Prosegui l'intervista sul romanzo «Un assassino qualunque», scrivendo ciò che segue l'ultima frase riportata.

- BRANO RIPORTATO
---

Nell'ultima puntata ci siamo occupati di musica. In quella precedente di racconti. In questa, dopo due mesi, torniamo al romanzo. E lo facciamo con un'opera che ha spessore, forza e grinta: Un assasino qualunque (libri/4856) di Piernicola Silvis. Il romanzo ha vinto il Premio Franco Fedeli 2006, nella sezione scrittori poliziotti. Sì perché Piernicola è uno "sbirro", che racconta una vicenda dura con la lucidità e la determinazione di chi vive e tocca con mano quotidianamente la criminalità. Un assassino qualunque parla infatti del tema sempre troppo attuale della pedofilia, con uno sguardo in particolare ai risvolti spesso nascosti, inquetanti e radicati che essa può avere nella nostra società.

Per prima cosa il mio benvenuto e il mio grazie per aver accettatto di sottoporti al mio interrogatorio. Inoltre una precisazione. Se sei d'accordo daremo a questa intervista soprattutto un taglio letterario, un po' perché ci interessa conscerti, capire qual è il tuo rapporto con la scrittura e la tua esperienza di pubblicazione, un po' perché il tema della pedofilia è sicuramente un tema attuale e interessante, ma forse questa non è la sede migliore per sviscerarlo.

In realtà ne sono contento, perchè quest'anno sono stato chiamato a destra a sinistra per parlare di abusi sui minori, come se fossi un esperto del settore. Non lo sono. Vorrei invece essere solo uno che scrive storie. Per quanto abbia scritto il romanzo per dare una scrollata a tutti, mi sono un po' stancato di fare l'esperto, è limitante, ti etichetta troppo.

Collegandomi a quanto hai appena detto, la prima domanda è proprio relativa al motivo che ti ha spinto a scrivere questo romanzo. Sicuramente il tema trattato è un tema forte, che deve far riflettere. Ma da dove viene Un assassino qualunque? Nasce solo dall'esigenza di scuotere l'opinione pubblica su una tematica tanto terribile o c'è dellaltro?

Bella domanda. Ho sempre avuto una certa creatività da mettere in gioco, nella mia vita. Componevo musiche, da ragazzo volevo fare il regista cinematografico, insomma c'è sempre stata la voglia di condividere con altri parte della mia anima. Fra le altre cose, avevo sempre desiderato scrivere un romanzo. Dovevo scegliere un tema, e volevo una cosa forte e che facesse riflettere, non scontata e banale. Nel 2000 la polizia postale individuò quel sito russo di cui parlo nel libro (è tutto vero, purtroppo, non ho inventato niente). Rimasi sconvolto e decisi che, per quanto allucinante, quello sarebbe stato l'argomento del romanzo. Anche se scomodo. Sapevo che non sarebbe stato un best seller, la gente chiude gli occhi davanti a certe cose, preferisce non sapere …e non è stata un'impresa facile.

---

- RIGHE FORNITE

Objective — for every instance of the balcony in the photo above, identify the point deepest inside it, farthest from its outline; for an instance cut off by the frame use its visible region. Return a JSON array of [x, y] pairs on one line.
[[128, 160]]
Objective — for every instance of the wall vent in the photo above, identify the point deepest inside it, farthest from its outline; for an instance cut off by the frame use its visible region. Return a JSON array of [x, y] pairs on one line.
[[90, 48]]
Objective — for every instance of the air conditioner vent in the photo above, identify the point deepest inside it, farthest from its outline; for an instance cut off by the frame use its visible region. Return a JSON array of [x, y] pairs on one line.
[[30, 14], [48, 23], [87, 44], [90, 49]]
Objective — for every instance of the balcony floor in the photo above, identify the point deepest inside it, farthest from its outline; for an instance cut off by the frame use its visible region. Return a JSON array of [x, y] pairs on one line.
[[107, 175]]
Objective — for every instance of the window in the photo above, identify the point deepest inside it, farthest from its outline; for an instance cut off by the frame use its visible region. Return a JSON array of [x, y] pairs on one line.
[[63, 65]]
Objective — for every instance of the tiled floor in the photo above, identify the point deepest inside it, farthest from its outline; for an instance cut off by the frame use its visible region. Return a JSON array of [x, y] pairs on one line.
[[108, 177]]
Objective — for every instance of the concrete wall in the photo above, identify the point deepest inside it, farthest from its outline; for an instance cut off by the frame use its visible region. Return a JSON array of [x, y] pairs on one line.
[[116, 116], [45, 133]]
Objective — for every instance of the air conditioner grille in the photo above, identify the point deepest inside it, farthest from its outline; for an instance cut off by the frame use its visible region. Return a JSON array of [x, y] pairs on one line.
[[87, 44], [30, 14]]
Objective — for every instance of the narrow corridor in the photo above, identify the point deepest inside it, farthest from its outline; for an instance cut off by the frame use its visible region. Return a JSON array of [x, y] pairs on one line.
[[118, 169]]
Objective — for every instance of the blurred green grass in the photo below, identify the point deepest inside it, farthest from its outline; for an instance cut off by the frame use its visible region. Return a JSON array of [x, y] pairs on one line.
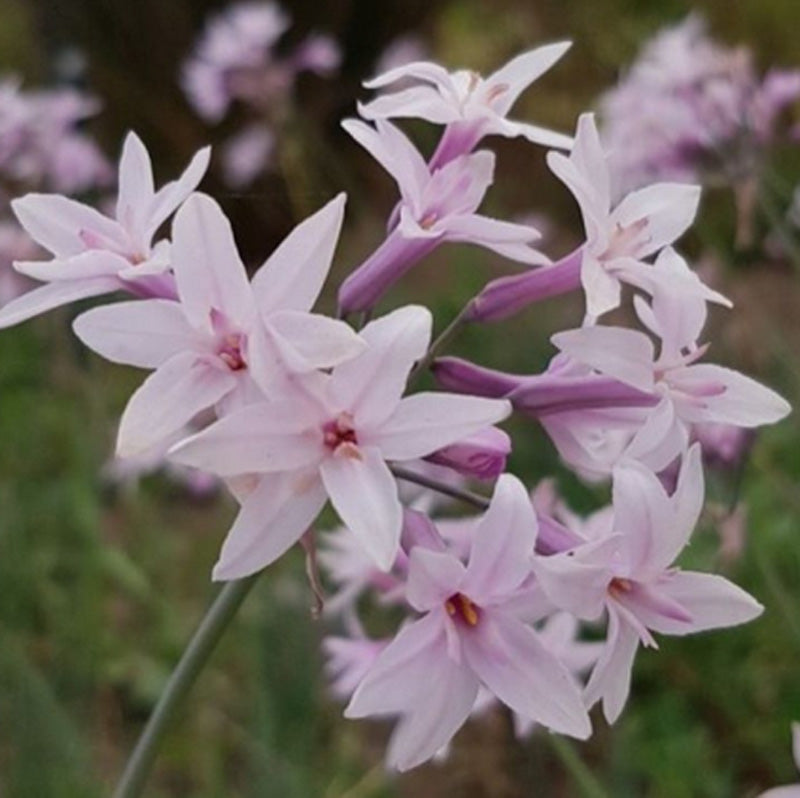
[[100, 589]]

---

- ESERCIZIO SVOLTO
Quindi non è stata un'operazione naturale? Che tipo di difficoltà hai incontrato?

Dopo aver letto tanti libri, un certo giorno ho creduto di aver raggiunto finalmente la maturità per poterne scrivere uno. Ci ho provato, ma non immaginavo fosse così terribilmente difficile. Al confronto, la mia tesi di laurea fu uno scherzo. Difficoltà? Tantissime. Mi hanno aiutato le sensazioni e i suggerimenti "da profani" di parenti e amici che hanno avuto il coraggio di leggere il malloppo. Io poi sono molto autocritico, ho assemblato tutti i consigli e li ho valutati per decidere se farli miei o no. E all'editor della Fazi ho rubato un sacco di mestiere. Penso che mi denuncerà, anche se non dovrebbe: abbiamo scommesso che lo avrei fatto lavorare poco, nei prossimi romanzi!

Quindi la fase di gestazione dell'opera è stata lunga?

Un assassino qualunque ha avuto tempi di gestazione biblici. Ho cominciato a scriverlo nel '99, poi, dopo 180 pagine, mi fermai. Chi lo avrebbe mai pubblicato? Nessuno, mi dicevo, e così la demoralizzazione e la mostruosa fatica di scrivere una cosa così lunga e organizzata mi hanno bloccato. Nel 2003 una collega appassionata di letteratura noir volle leggere quella parte di testo che avevo buttato giù e mi disse. "Continua a scriverlo, è bello. Sei scemo a lasciarlo così?" E ripresi l'opera. Ma era ambientato in America, e così, per trasportarlo in ambientazione italiana, che mi sembrava più adeguata, ho dovuto cambiare tutto. Poi gli sbagli, i consigli degli amici … Una fatica, ma ne è valsa la pena.

Ma, vista anche la faticaccia di cui parli, quali sono i motivi che spingono un poliziotto a tentare l'avventura della scrittura?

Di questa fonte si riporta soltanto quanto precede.